Entries drawn from a collection:
▽

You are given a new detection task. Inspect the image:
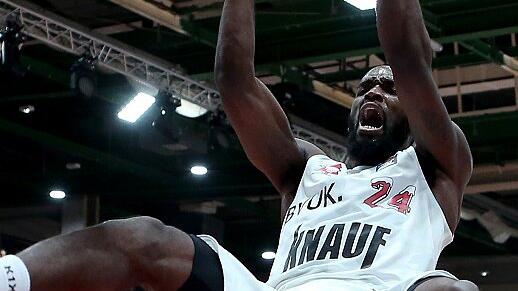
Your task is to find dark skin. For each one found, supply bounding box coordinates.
[6,0,478,291]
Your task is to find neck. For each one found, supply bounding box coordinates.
[345,155,388,169]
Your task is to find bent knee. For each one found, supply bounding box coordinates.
[100,216,171,252]
[447,280,479,291]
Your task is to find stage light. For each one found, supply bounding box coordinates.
[261,251,275,260]
[191,166,208,176]
[18,105,36,114]
[0,15,27,77]
[49,190,67,199]
[345,0,376,10]
[70,55,97,98]
[176,99,208,118]
[117,92,156,123]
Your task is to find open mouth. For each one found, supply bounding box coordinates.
[358,102,385,135]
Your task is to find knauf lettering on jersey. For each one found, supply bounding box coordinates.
[268,147,453,290]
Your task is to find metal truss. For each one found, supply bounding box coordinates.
[0,0,352,160]
[0,0,220,111]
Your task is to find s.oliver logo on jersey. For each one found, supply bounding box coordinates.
[316,164,344,175]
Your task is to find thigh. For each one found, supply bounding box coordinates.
[414,277,479,291]
[178,235,224,291]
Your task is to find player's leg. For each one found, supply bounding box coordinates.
[0,217,208,291]
[408,277,479,291]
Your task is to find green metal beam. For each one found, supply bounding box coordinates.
[459,39,504,65]
[191,25,518,80]
[0,118,171,184]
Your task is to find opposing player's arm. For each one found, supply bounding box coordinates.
[215,0,318,194]
[377,0,472,192]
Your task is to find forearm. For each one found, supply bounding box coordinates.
[18,226,137,291]
[215,0,255,86]
[376,0,432,70]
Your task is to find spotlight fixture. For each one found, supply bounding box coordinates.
[175,99,208,118]
[261,251,275,260]
[151,92,180,142]
[117,92,156,123]
[345,0,376,10]
[18,105,36,114]
[49,190,67,200]
[0,16,27,77]
[191,166,208,176]
[70,54,98,98]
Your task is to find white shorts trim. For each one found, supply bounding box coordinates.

△

Given task:
Put each line of the material above into a numbered list, skipping any blank lines and leaving out the pictures.

Written solution:
1. You are given a new detection task. Inspect the image:
2. Your task is to find dark skin. For each one found, supply bounding box coordinates.
3. [6,0,478,291]
4. Your task is to find neck. For each one found, supply bounding box coordinates.
5. [345,155,388,169]
6. Your task is to find bent knee. For each one found, supply bounding box coordinates.
7. [100,216,171,252]
8. [447,280,479,291]
9. Your task is to find stage light. For each one found, supply bounding box coordinates.
10. [261,251,275,260]
11. [191,166,208,176]
12. [18,105,36,114]
13. [0,15,27,77]
14. [49,190,67,199]
15. [345,0,376,10]
16. [70,55,97,98]
17. [176,99,208,118]
18. [117,92,156,123]
19. Your task is to find open mouth. For each one found, supply bounding box coordinates.
20. [358,102,385,135]
21. Your task is to find knauf lettering on jersey. For each one found, supply bounding box coordinates.
22. [268,147,453,290]
23. Your task is to find metal truss. For each one found, supply bounding box coordinates.
24. [0,0,352,160]
25. [0,0,220,111]
26. Your task is to find s.oliver logo on jersey. For each one found, supply bounding box coordinates.
27. [316,164,344,175]
28. Your task is to find thigh. For each one found, supply bounding box coordinates.
29. [414,277,479,291]
30. [178,235,224,291]
31. Your task is to find player's leg. For each one found, supply bounding box coordinates.
32. [0,217,208,291]
33. [408,277,479,291]
34. Your task is to find green metal beam. For each one found, supply bounding box coordinates.
35. [459,39,504,65]
36. [191,25,518,80]
37. [0,118,171,184]
38. Your task is to find opposing player's arm. For each one found, supply bounding box coordinates.
39. [215,0,318,194]
40. [377,0,472,192]
41. Your task is to find forearm. For each one found, supply bounding box coordinates.
42. [18,226,137,291]
43. [215,0,255,86]
44. [376,0,432,70]
45. Your task is to find spotlight fixture. For each one found, supply bounding box coordinates.
46. [175,99,208,118]
47. [261,251,275,260]
48. [151,92,180,142]
49. [117,92,156,123]
50. [345,0,376,10]
51. [18,105,36,114]
52. [49,190,67,200]
53. [0,16,27,77]
54. [191,166,208,176]
55. [70,54,98,98]
56. Your task is to find white shorts trim. For each one found, supply bounding box coordinates.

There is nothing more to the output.